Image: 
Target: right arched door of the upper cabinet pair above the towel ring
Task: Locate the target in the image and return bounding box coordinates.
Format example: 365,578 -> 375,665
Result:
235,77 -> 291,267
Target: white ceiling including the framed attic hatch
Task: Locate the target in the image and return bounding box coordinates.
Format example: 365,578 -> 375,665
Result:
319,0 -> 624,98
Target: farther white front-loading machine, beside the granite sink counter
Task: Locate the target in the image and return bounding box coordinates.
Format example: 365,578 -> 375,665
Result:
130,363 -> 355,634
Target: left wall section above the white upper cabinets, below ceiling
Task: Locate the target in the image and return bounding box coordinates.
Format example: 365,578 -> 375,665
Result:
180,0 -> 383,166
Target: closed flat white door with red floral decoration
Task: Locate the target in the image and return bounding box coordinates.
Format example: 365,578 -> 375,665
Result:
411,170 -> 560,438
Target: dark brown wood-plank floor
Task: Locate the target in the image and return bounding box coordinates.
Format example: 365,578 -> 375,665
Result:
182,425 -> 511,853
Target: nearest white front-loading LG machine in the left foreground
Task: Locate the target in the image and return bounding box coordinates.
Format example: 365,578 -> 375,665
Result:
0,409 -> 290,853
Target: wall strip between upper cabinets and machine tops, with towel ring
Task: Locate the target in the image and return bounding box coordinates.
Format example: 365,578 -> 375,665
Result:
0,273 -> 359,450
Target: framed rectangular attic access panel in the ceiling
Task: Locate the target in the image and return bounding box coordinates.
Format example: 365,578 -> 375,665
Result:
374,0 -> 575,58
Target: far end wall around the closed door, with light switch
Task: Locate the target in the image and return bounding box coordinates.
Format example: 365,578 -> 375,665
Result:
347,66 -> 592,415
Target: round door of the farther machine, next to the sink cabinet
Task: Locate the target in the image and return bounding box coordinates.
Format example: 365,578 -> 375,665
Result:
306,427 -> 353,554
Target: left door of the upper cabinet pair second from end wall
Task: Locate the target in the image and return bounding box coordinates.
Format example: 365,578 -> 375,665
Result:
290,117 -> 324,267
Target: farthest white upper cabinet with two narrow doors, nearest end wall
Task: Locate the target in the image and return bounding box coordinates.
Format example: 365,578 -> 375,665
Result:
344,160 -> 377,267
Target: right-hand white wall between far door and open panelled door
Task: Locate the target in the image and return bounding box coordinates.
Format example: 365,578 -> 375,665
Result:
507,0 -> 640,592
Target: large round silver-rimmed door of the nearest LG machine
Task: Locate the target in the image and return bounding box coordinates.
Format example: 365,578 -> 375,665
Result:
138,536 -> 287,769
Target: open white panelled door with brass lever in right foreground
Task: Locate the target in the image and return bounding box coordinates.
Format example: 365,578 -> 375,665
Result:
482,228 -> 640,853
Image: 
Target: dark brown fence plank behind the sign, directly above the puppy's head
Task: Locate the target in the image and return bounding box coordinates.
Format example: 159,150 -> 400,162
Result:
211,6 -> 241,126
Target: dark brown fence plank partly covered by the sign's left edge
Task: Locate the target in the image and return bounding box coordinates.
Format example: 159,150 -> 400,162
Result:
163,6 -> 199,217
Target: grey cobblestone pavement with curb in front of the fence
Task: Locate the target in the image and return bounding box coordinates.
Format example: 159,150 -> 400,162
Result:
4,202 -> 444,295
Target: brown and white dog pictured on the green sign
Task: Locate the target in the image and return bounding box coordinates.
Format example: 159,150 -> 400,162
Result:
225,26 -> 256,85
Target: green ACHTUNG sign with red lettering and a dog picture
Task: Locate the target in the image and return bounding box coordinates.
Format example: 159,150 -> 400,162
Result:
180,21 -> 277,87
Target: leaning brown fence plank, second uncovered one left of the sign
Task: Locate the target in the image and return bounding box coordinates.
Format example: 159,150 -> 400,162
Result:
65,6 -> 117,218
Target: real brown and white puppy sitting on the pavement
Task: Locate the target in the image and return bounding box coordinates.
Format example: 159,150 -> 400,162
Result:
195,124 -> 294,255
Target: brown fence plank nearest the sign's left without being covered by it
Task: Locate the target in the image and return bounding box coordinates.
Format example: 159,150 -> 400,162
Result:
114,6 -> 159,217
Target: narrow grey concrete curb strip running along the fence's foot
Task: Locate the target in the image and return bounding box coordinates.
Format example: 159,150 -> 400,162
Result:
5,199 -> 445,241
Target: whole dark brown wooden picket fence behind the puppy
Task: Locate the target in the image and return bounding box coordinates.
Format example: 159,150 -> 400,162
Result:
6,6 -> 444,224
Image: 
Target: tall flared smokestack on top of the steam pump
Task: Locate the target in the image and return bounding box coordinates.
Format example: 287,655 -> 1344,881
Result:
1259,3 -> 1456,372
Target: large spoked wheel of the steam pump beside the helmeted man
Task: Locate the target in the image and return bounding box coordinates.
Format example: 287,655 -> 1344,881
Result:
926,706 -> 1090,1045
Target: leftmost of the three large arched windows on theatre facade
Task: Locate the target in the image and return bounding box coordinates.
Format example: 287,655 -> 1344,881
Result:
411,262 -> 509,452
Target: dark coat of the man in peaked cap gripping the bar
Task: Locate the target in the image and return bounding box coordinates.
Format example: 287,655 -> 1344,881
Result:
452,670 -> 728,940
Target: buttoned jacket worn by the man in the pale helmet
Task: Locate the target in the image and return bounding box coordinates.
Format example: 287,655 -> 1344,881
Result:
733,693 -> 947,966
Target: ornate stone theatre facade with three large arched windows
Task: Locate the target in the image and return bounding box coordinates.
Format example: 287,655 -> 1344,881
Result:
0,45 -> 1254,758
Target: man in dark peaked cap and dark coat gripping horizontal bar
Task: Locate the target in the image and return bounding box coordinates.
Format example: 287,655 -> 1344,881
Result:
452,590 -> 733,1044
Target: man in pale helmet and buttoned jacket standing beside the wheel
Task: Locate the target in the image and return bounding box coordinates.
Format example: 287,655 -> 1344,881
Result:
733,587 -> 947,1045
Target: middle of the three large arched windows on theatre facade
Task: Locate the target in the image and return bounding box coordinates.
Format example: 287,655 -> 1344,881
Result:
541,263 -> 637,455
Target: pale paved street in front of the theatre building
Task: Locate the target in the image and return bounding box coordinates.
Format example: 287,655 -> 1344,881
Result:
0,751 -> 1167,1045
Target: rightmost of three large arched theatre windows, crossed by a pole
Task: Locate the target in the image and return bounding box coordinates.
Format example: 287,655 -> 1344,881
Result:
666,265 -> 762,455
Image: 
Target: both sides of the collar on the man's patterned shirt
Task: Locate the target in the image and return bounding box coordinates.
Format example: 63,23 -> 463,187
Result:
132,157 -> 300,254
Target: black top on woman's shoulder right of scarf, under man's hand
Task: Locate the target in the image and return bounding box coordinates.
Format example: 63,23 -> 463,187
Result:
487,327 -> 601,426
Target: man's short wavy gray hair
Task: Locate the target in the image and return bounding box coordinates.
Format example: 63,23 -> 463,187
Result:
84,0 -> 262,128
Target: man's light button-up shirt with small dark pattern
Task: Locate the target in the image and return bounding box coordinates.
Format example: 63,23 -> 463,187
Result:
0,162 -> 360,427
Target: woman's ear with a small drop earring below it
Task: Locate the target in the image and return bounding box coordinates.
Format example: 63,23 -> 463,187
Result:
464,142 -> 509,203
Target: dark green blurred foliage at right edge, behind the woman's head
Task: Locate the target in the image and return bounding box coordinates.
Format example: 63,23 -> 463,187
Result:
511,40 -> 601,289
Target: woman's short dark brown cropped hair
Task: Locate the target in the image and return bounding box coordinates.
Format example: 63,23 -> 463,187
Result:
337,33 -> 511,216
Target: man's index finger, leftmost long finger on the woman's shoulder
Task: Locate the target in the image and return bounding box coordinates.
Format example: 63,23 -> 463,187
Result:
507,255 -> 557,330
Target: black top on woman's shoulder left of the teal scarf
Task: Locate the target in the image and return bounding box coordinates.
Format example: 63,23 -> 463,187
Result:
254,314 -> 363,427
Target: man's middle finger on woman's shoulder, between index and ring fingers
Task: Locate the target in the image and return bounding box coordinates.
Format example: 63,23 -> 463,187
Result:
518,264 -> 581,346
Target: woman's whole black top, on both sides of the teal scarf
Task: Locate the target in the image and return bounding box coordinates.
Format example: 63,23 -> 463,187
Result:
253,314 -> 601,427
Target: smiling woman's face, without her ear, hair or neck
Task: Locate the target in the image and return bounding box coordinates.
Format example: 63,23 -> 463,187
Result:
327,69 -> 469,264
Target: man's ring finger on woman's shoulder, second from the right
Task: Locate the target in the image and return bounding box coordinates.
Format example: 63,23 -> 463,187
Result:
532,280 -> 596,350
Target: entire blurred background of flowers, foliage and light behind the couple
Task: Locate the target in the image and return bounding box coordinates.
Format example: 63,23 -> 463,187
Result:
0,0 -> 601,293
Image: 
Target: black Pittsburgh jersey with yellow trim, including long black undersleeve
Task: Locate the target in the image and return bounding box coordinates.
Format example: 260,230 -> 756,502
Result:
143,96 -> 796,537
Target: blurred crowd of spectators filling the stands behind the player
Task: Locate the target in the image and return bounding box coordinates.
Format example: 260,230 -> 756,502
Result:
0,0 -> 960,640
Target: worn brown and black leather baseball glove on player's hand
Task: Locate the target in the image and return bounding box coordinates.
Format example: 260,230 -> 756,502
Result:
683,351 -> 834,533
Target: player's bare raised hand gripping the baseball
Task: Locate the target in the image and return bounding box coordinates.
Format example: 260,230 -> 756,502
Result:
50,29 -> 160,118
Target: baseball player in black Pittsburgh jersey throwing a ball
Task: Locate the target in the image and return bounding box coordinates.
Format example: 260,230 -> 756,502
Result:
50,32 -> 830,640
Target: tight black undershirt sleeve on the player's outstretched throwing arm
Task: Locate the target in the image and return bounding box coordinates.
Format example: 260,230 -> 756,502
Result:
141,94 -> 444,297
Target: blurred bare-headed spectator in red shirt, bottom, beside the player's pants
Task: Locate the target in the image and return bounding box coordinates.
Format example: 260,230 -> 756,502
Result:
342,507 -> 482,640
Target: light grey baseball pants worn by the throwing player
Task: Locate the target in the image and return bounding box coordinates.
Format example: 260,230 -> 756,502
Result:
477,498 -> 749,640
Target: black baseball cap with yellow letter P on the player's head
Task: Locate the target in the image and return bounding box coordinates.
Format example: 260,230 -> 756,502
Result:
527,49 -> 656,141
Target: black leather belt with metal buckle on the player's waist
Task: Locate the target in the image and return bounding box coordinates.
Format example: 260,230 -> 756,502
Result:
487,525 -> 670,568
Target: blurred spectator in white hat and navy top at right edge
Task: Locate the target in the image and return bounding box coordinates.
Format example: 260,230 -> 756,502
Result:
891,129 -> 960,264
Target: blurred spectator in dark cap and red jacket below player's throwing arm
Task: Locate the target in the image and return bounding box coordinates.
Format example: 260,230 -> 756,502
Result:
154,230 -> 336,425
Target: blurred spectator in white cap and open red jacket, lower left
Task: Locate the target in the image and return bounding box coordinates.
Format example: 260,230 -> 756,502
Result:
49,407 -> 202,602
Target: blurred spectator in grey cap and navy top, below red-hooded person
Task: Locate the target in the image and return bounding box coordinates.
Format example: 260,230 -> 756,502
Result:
----
**WHAT NEEDS TO BE DONE:**
All that is wanted is a faithful reproduction of the line above with "Target: man's light", the line with "Target: woman's short dark brown cropped hair", and every line in between.

**ANSWER FOR THIS EXERCISE:**
Target: man's light button-up shirt with small dark pattern
Task: Locate the target in the image and return bounding box coordinates.
Format example: 63,23 -> 463,187
Result:
0,162 -> 360,427
Target: woman's ear with a small drop earring below it
Task: Locate the target in the image and return bounding box coordinates.
Format example: 63,23 -> 463,187
Result:
464,142 -> 509,203
Target: dark green blurred foliage at right edge, behind the woman's head
Task: Locate the target in the image and return bounding box coordinates.
Format example: 63,23 -> 463,187
Result:
511,40 -> 601,289
Target: woman's short dark brown cropped hair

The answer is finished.